_Stated problem_.
Retype the whole listing verbatim and keep the pictures out of it.
— Start Records for processing —
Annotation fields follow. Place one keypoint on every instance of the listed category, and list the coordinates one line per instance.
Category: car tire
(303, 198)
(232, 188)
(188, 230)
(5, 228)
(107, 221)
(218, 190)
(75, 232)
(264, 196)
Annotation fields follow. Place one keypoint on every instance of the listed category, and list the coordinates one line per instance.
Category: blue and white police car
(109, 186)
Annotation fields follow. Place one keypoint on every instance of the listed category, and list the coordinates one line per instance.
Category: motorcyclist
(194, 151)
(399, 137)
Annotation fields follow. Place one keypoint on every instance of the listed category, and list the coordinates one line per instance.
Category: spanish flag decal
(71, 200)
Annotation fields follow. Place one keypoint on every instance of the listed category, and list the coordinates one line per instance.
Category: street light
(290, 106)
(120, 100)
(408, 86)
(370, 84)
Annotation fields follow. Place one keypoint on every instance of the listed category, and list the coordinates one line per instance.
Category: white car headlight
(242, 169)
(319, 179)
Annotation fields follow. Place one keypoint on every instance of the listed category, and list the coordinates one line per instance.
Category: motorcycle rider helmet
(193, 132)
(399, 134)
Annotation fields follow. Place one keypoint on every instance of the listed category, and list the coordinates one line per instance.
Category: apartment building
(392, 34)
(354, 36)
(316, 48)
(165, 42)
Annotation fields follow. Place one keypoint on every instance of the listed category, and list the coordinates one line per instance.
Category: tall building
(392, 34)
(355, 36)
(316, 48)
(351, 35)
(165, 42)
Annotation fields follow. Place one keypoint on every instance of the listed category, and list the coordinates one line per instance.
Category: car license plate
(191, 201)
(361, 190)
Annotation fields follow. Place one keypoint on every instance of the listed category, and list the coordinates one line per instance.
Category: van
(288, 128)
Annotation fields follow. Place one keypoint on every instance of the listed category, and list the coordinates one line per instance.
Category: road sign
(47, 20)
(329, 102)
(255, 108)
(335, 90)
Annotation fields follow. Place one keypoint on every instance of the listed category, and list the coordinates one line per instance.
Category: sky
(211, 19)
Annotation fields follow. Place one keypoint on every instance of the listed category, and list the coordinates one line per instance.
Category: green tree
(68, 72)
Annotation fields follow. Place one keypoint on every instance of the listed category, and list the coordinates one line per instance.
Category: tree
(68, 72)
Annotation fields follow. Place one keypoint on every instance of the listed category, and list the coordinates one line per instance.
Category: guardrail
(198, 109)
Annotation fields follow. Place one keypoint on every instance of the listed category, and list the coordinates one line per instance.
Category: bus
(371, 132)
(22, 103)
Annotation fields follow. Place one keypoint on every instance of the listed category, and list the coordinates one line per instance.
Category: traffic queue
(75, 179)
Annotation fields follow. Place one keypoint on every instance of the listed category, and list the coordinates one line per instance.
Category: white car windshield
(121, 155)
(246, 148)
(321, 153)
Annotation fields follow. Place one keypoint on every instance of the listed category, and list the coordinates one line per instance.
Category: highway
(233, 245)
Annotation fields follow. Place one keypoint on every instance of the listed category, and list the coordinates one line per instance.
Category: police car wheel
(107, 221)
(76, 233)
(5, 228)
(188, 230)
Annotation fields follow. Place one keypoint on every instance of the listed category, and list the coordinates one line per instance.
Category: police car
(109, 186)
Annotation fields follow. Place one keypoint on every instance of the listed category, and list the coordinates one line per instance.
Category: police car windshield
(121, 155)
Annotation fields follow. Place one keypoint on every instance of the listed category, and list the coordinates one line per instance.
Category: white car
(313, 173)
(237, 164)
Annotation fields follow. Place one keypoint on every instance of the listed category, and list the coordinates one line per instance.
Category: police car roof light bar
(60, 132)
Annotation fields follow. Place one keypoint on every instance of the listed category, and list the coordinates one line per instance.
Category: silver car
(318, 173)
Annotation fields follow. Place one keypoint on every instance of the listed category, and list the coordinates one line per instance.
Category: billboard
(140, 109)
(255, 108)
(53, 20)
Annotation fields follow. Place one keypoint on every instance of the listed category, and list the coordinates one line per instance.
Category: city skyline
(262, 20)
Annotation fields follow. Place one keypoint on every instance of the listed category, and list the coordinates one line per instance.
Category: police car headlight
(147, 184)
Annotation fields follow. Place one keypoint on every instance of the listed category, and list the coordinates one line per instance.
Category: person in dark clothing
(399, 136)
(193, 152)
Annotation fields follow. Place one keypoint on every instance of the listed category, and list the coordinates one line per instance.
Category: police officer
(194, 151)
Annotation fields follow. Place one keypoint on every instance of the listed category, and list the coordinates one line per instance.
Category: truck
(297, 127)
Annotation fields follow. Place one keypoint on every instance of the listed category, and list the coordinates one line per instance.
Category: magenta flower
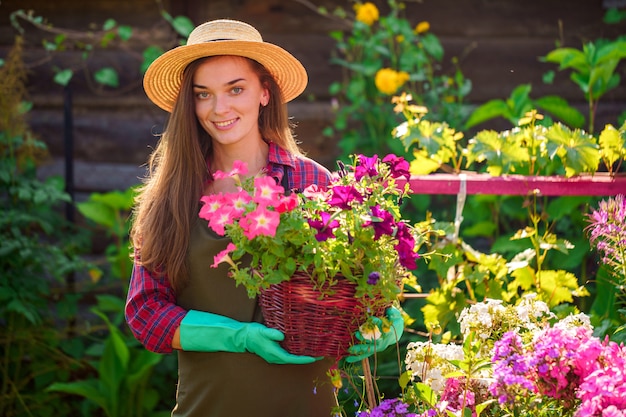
(406, 247)
(373, 278)
(561, 359)
(603, 391)
(399, 166)
(382, 222)
(367, 166)
(344, 195)
(287, 203)
(325, 226)
(260, 222)
(512, 373)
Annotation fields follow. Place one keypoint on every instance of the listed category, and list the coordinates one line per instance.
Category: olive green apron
(225, 384)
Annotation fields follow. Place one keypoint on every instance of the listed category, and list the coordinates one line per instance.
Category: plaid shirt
(151, 310)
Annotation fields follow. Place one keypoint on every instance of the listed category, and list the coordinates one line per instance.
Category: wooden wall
(497, 41)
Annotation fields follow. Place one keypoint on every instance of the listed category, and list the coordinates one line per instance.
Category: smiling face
(228, 96)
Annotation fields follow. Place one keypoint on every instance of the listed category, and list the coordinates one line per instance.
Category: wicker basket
(313, 325)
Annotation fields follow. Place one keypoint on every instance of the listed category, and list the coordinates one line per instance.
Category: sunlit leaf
(63, 77)
(612, 144)
(107, 76)
(577, 150)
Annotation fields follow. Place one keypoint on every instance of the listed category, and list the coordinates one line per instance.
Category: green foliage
(39, 251)
(379, 58)
(519, 103)
(110, 34)
(593, 68)
(121, 385)
(111, 211)
(530, 149)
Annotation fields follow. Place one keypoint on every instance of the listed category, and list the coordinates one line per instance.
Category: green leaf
(425, 393)
(612, 144)
(557, 286)
(141, 366)
(502, 152)
(63, 77)
(433, 46)
(183, 25)
(568, 58)
(577, 150)
(107, 76)
(560, 108)
(149, 55)
(88, 389)
(113, 365)
(489, 110)
(98, 212)
(524, 278)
— End Records for processing —
_Reply to the exercise_.
Annotation fields follow. Place one keypoint on every instance of the listed category, and list the coordinates one line per instance.
Category: car tire
(303, 198)
(232, 188)
(188, 230)
(5, 228)
(107, 221)
(218, 190)
(75, 232)
(264, 196)
Annotation fields follow. Place one keypoint on every instance of the listed category, and list the coordinates one line per instance.
Category: blue and white police car
(109, 186)
Annotation fields follow. Place one keypoint on every instance of the listed category, and list the coordinates one line per instance.
Category: motorcyclist
(194, 151)
(399, 137)
Annotation fields follow. Place one keypoint on every instance of the listed category, and list the coordinates one line per instance.
Category: spanish flag decal
(71, 200)
Annotation fields follow. Place one keypoint on every instance of the listed category, and list the coordinates one line per instance.
Category: street light
(290, 106)
(120, 100)
(408, 86)
(370, 84)
Annotation fields follow. Place one keypoint on every instance of the listed category, and list the coordinates one line per instance.
Category: white car headlight
(242, 169)
(319, 179)
Annotation fields follow. Place one keypoint on every instance of the listed category, and list the coordinates one line per instance.
Category: motorcycle rider helmet
(193, 132)
(399, 134)
Annotation fields follow. Place one keypoint on every instance of the listed category, and list the coordinates one line per instance.
Category: apartment building
(392, 34)
(354, 36)
(316, 48)
(165, 42)
Annotation fields follow. Place one keypoint on every instance of the listed category, and list the coordinates one line per instance.
Category: tall building
(392, 34)
(355, 36)
(316, 48)
(351, 35)
(165, 42)
Annotation fields follow. Place one keypoint on every instance of the listed category, and list the coordinates one line per instance.
Category: car license plate
(191, 201)
(361, 190)
Annotation fields follow. Place one keypoint on every instance of the listed category, and list the coordinates one line per instance.
Category: van
(288, 128)
Annotation fields follow. Place one keypoint on every instance of the listed category, and list the coordinates one line per instance.
Category: road sign
(47, 20)
(329, 102)
(255, 108)
(335, 90)
Annotation fields follow. Place one keypoint on every instance of the listed category, and list the coordinates one line per instance.
Category: sky
(211, 19)
Annotation fields follow. Place one keypoint on every instance of the listed category, and list the coordinates one line per instance.
Category: green tree
(68, 72)
Annotation fields follow. Place one keypoint on every instance of the listed category, and list the coordinates one line per instance.
Category: tree
(68, 72)
Annotation fields follow. Place one keypoint on every instance of the listed category, and list the coordinates one line per instance.
Category: guardrail
(198, 109)
Annotation fields follow. Place one keypoint on every instance of the listed category, and list the coordinates one line per instance.
Category: bus
(371, 132)
(22, 103)
Annotation fields follow. Place one keypoint on every instance of the listed category, and list the coordinates one line per instance.
Category: traffic queue
(75, 179)
Annotation fields follow. Place one keypoint on every instance of the listed category, and list the coordinates one line per instance.
Category: white car windshield
(121, 155)
(246, 148)
(321, 153)
Annotation fields follow. Place one keypoint on every instance of the listed category, and list the coordinates one line per instance.
Category: highway
(233, 245)
Annotation fields follow. Place one keypoint on every instance of the listed category, and list the coordinates one line per instance.
Category: police car wheel
(107, 221)
(76, 233)
(5, 228)
(188, 230)
Annotation fields follow. Place one keypoint on every instance of the listed category, and list the coordinates one line per instance.
Category: police car
(109, 186)
Annotation fields follow. Place one keypoint on every instance of the listed category, and list the coordinates one line per instance.
Category: police car windshield
(121, 155)
Annotation fields follow. Place one keypoint on every instance of the listed category, and list the coordinates one line per instance.
Category: white car
(313, 173)
(237, 164)
Annotation fields follow. Place one keypoint on every instance of the listed category, and list the coordinates one line per instance.
Category: police car roof light bar
(60, 132)
Annotation fields follow. Place one keypoint on every instance of the listed category, and list the coordinates one line per instance.
Category: silver car
(318, 173)
Annotation fields follow. Place one keypoint on every instance of the listed category, and list the coordinates one line per instance.
Category: billboard
(140, 109)
(255, 108)
(53, 20)
Annotation fields follow. Place one keypoint on every instance of the listed category, and list the coordinates one line per instance.
Category: city skyline
(262, 20)
Annotation fields follow. Place one keypoint on every instance of the listed category, and list the coordinates one line per instance.
Category: police car headlight
(147, 184)
Annotation fields follow. Place one keypoint on every instance of the listed category, and list the coordinates one line per instance.
Category: person in dark clothing
(399, 136)
(193, 152)
Annotation fields follow. Place one keypoint on every instance of the listed category, and list the coordinates one line per instance.
Category: police officer
(194, 151)
Annotation fields follow. Place one keypoint on every instance of the listed category, and list the coordinates one line per instance.
Category: truck
(297, 127)
Annotation fields follow. Place one keypoint on every instance of the listed category, and list the coordinates one line per instance.
Category: magenta flower
(406, 247)
(373, 278)
(561, 359)
(603, 391)
(399, 166)
(382, 222)
(367, 166)
(344, 195)
(287, 203)
(325, 226)
(260, 222)
(512, 373)
Annotation fields follow. Place one keypoint on every instance of the listed category, and list the coordinates one line per instance.
Category: olive green apron
(225, 384)
Annotation fields follow. Place one keypoint on every instance of the listed category, and list the coordinates one line per instance.
Category: plaid shirt
(151, 310)
Annotation fields follow. Place one keypoint on every instance of the listed category, and list the coordinates one line per instance.
Category: wooden wall
(497, 41)
Annotation fields follow. Place one keypoint on every instance of the listed category, and list the coordinates one line per instance.
Category: smiling face
(228, 96)
Annotation fields follow. Place one keypoint on every instance of the listed category, and list the coordinates one line per instance.
Category: wicker basket
(313, 325)
Annotation fields follow. Place one keypoint on every instance of the listed category, and list the coordinates one line per instance.
Category: sunlit leaf
(63, 77)
(612, 144)
(107, 76)
(577, 150)
Annotation fields follow. Place one keypoint on every instance of the listed category, and list the coordinates one line per instance.
Category: green foliage
(39, 251)
(379, 58)
(519, 103)
(110, 34)
(593, 68)
(121, 385)
(111, 211)
(530, 149)
Annotation fields follow. Place one keypoint on every instance of the listed category, and list the coordinates one line per instance.
Category: green leaf
(425, 393)
(612, 144)
(557, 286)
(141, 366)
(502, 152)
(63, 77)
(433, 46)
(183, 25)
(568, 58)
(577, 150)
(107, 76)
(560, 108)
(149, 55)
(88, 389)
(113, 365)
(489, 110)
(98, 212)
(524, 278)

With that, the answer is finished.